begin

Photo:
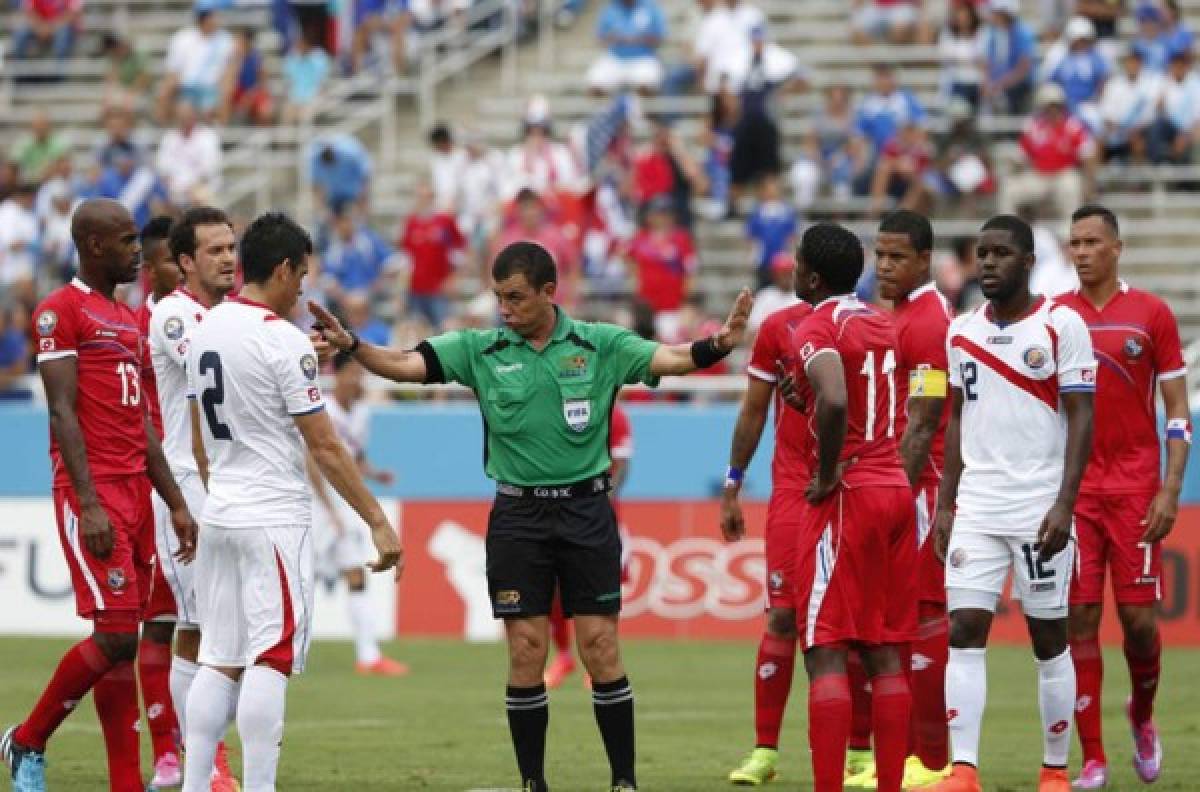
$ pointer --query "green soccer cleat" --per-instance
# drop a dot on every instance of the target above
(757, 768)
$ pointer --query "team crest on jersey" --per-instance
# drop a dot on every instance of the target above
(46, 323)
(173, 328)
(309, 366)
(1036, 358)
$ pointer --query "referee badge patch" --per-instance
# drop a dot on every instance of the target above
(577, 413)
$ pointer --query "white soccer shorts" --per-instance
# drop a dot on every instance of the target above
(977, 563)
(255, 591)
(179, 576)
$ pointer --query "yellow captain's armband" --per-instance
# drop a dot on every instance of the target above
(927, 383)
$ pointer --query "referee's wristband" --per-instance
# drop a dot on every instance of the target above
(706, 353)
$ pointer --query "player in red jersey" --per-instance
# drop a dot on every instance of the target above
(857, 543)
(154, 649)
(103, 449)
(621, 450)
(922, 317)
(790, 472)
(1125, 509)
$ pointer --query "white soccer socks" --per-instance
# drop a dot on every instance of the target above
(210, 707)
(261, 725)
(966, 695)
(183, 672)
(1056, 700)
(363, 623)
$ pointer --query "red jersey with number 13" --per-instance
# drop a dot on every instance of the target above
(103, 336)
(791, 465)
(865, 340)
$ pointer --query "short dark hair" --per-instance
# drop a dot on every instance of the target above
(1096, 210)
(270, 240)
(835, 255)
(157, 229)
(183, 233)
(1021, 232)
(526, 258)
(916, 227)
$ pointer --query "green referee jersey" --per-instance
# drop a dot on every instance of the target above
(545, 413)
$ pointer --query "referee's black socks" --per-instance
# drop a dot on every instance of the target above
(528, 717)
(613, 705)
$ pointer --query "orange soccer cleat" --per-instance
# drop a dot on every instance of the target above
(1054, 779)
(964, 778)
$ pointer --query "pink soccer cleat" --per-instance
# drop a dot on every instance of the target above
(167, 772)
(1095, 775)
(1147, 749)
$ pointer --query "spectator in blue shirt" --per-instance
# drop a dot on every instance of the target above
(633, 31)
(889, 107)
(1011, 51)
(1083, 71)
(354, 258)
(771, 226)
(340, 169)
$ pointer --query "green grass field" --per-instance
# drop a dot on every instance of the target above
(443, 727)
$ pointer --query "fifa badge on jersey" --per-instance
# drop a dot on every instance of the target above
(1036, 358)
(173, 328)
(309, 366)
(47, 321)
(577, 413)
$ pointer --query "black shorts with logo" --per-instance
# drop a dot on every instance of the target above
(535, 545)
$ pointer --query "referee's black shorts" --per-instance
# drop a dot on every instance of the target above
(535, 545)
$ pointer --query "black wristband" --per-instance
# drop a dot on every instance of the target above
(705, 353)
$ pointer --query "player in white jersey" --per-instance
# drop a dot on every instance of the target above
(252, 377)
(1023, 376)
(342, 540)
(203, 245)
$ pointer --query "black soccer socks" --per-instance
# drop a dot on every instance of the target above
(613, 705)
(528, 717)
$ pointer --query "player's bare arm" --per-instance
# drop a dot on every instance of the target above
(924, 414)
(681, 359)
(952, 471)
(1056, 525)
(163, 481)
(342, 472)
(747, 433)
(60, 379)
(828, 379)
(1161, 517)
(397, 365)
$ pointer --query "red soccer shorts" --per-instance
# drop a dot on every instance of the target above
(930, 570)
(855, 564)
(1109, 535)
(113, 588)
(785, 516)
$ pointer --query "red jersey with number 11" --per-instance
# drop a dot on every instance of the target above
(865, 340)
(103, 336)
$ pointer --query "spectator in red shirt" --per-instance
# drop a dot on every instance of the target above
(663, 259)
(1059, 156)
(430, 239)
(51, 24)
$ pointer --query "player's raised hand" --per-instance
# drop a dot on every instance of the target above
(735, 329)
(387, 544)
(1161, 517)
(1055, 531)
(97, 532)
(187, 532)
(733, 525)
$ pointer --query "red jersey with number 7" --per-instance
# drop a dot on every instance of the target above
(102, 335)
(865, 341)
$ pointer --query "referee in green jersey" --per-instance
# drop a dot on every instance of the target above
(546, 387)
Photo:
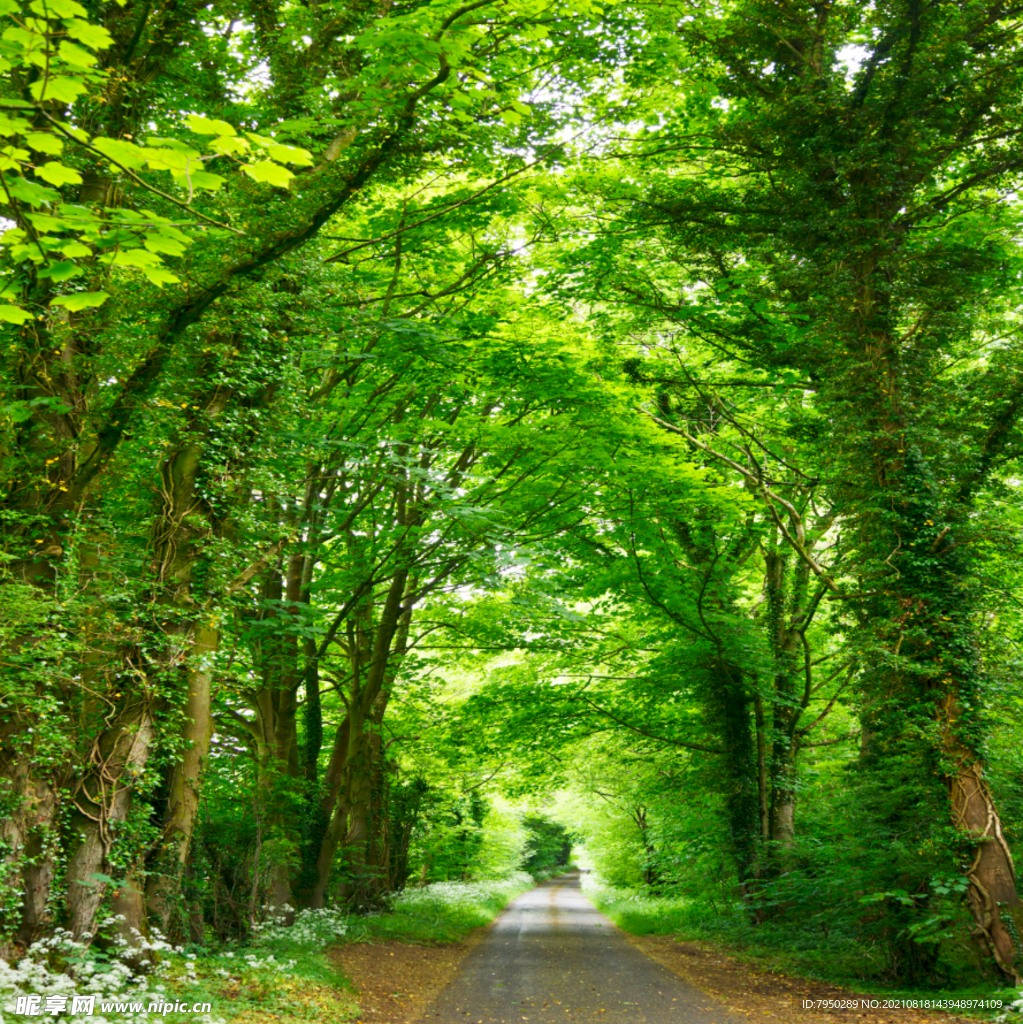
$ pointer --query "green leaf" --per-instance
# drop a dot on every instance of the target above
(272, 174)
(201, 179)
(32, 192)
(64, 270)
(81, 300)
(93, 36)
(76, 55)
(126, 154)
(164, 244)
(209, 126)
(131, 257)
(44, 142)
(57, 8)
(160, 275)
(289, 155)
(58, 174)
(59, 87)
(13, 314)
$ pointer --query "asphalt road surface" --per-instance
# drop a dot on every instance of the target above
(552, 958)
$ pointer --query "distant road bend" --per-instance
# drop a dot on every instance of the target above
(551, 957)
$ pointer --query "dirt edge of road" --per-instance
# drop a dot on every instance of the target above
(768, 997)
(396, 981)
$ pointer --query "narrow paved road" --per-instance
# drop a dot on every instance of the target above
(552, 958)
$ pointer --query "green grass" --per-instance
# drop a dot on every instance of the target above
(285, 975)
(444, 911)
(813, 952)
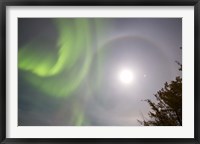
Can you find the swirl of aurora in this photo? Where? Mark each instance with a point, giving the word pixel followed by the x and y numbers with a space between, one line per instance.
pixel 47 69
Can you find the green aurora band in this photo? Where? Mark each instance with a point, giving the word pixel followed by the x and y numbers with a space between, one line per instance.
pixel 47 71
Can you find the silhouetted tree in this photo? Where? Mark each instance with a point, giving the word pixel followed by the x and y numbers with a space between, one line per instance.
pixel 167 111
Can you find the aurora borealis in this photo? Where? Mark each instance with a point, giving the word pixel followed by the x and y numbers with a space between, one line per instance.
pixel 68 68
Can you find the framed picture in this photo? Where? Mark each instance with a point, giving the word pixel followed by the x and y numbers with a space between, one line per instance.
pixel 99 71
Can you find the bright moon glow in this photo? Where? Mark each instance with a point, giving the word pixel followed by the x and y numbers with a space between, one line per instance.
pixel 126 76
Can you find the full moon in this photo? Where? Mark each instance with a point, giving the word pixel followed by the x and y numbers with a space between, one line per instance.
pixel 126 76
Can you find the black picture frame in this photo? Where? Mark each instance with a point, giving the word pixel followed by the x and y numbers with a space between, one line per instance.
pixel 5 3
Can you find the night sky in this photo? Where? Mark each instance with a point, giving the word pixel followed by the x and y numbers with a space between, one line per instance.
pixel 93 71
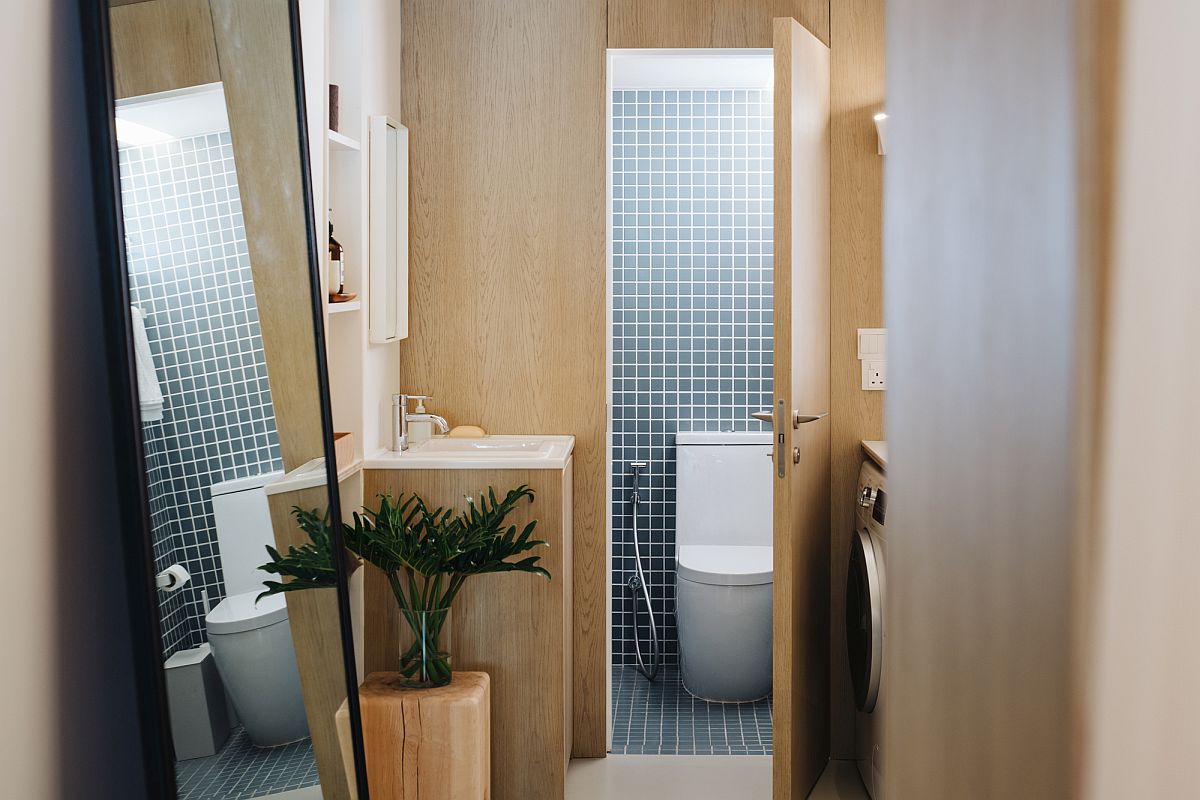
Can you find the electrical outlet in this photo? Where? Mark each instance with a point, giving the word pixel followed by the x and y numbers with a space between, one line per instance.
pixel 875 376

end

# [Exercise details]
Return all of the entries above line for line, without any changes, and leave the pictures out of your answer.

# [Exercise output]
Photo:
$ pointer --query "green soccer cleat" --per-instance
# drop a dot on every instance of the target above
(757, 768)
$ pointer --query "team crest on jersey" --per-instance
# drop a dot on every instance of the target above
(46, 323)
(173, 328)
(309, 366)
(1036, 358)
$ pointer --query "referee badge patch" --per-instance
# drop a dot on every instance of the target above
(577, 413)
$ pointer --query "white soccer shorts" --per-instance
# drop a dot on every instance of the target above
(977, 563)
(255, 591)
(179, 576)
$ pointer --query "yellow captain's armband" --per-instance
# drop a dot on every instance of the target above
(927, 383)
$ pointer --query "referee's wristband" --per-instance
# drop a dot on every instance of the target above
(706, 353)
$ pointer --query "player in red jersey" --per-instance
# drop a dot on every instance of the target above
(857, 543)
(154, 649)
(103, 449)
(621, 450)
(922, 317)
(790, 472)
(1125, 509)
$ pointer --query "white soccer socks" --per-instance
# drop a dot on every instance of the target above
(210, 707)
(261, 725)
(966, 695)
(183, 672)
(1056, 700)
(363, 623)
$ pointer --query "red jersey with number 13" --per-instance
# drop a dot on every instance of the target above
(103, 336)
(791, 465)
(865, 340)
$ pointer --query "short dark hair" --per-instance
# drop a dot on every instance of the target above
(1096, 210)
(270, 240)
(835, 255)
(157, 229)
(183, 233)
(1021, 232)
(526, 258)
(916, 227)
$ pointer --query "green referee jersey" --per-instance
# drop a dot on every instance of the target above
(545, 413)
$ pointer --query "referee's black socks" --per-instance
# drop a dot on every instance of the target above
(528, 717)
(613, 705)
$ pointer --query "orange soccer cleat" --per-instance
# drop a dot on every instance of the target above
(1054, 779)
(964, 778)
$ pointer --query "pink soccer cleat" --per-instance
# drop a dot on every instance of the target above
(167, 772)
(1095, 775)
(1147, 749)
$ pointer --query "spectator in blue shirt" --per-instance
# drop a dot on every instance of the target above
(633, 31)
(889, 107)
(1011, 51)
(1083, 71)
(354, 258)
(771, 226)
(340, 169)
$ pointer --query "green grass field" --per-instance
# drop a dot on every instance of the target above
(443, 727)
$ pointer --query "fifa badge on jersey" --per-instance
# drop a dot on every instance of the target above
(1036, 358)
(173, 328)
(309, 366)
(47, 321)
(577, 413)
$ pointer --query "black shorts with logo" --per-instance
# drop a dot on every instance of the target above
(535, 545)
$ pointer --query "referee's black shorts" --per-instance
# drop a dot on every instance of the target above
(535, 545)
$ pointer --query "black wristband" --per-instance
# drop a dot on every instance of the target above
(705, 353)
$ pointer --query "player in white jersey" --per-instance
# drop a dot on every instance of the target above
(252, 377)
(1023, 376)
(342, 540)
(203, 245)
$ pointer --query "black soccer socks" --per-instance
# drop a dot on every instance of the target above
(613, 705)
(528, 717)
$ pointer --query "player's bare arm" --per-instance
# drop a dot on every instance of the target above
(924, 414)
(681, 359)
(952, 471)
(1056, 525)
(163, 481)
(342, 472)
(747, 433)
(60, 379)
(828, 379)
(1161, 517)
(397, 365)
$ pointer --query "red soccer shorts" --per-instance
# drop a dot on every instance of the target above
(930, 570)
(855, 564)
(1109, 535)
(113, 588)
(785, 516)
$ pointer --query "red jersey with number 11" --per-instance
# drop a dot on every instance of the target above
(865, 340)
(103, 336)
$ pointer --query "spectator in red shirt" --per-instance
# drop a dot on every instance of the target above
(663, 259)
(1059, 156)
(430, 239)
(51, 24)
$ pointer --query "player's raised hand" --per-instance
# drop a dot on every instance of the target above
(735, 329)
(387, 544)
(1161, 517)
(1055, 531)
(97, 532)
(187, 532)
(733, 525)
$ pointer --query "red jersey with number 7" --per-instance
# drop a dot on every instance of the target above
(102, 335)
(865, 341)
$ pointer --query "referee in green jersey" --per-instance
# drop a dot on every instance of the target above
(546, 387)
Photo:
$ pointer --query "green leaf" --per-instance
# drop a dot on every instance of the target above
(272, 174)
(201, 179)
(32, 192)
(64, 270)
(81, 300)
(93, 36)
(76, 55)
(126, 154)
(164, 244)
(209, 126)
(131, 257)
(44, 142)
(57, 8)
(160, 275)
(289, 155)
(58, 174)
(59, 87)
(13, 314)
$ pointer --query "asphalt road surface" --per-instance
# drop a dot on every instance of the target above
(552, 958)
$ pointer --query "distant road bend" --per-instance
# drop a dot on every instance of the target above
(551, 957)
$ pointer --query "dirt edge of road" --per-instance
# drop a dot on every instance of the target above
(768, 997)
(396, 981)
$ pointer --query "narrow paved road" --per-instance
# drop a dot on every instance of the target above
(552, 958)
$ pointer --query "green grass" --per-instance
# drop a dot on every instance of the target above
(285, 975)
(444, 911)
(813, 952)
Can you find the swirl of aurora in this photo? Where? Mark each instance with a point, giving the word pixel followed by the x and y numbers with a space between, one line per instance.
pixel 47 69
Can you find the green aurora band in this photo? Where? Mark each instance with a point, giving the word pixel followed by the x and y numbers with a space between, one line per instance.
pixel 47 71
Can you find the silhouetted tree in this photo? Where? Mark each instance with a point, giving the word pixel followed by the x and y numbers with a space between, one line per instance.
pixel 167 111
Can you find the aurora borealis in this photo? Where? Mark each instance with a point, giving the word pixel followed by the x and y numbers with a space between, one line per instance.
pixel 68 68
Can you find the framed picture in this photo? Where? Mark each instance with a point, giving the word pixel followed by the x and y numbers with a space between, one line per instance.
pixel 99 71
Can you find the bright moon glow in this photo? Where? Mark each instance with a point, giving the word pixel followed by the x and y numbers with a space between, one line per instance.
pixel 126 76
Can you find the full moon in this photo? Where? Mark each instance with a point, giving the word pixel followed by the x and y numbers with a space between, one line per instance.
pixel 126 76
Can you find the black picture frame in this photo? Where? Mark each instance with a point, giving the word pixel followed by the x and y numbers with a space between, one line per instance.
pixel 5 3
Can you find the night sky in this photo? Where? Mark each instance with a point, giving the word pixel followed by the x and y numbers with a space between, one line per instance.
pixel 93 71
Can you find the electrical outlet in this photo? Where? Mark each instance with a point, giving the word pixel followed by the x and y numbers with a space between, one line per instance.
pixel 875 376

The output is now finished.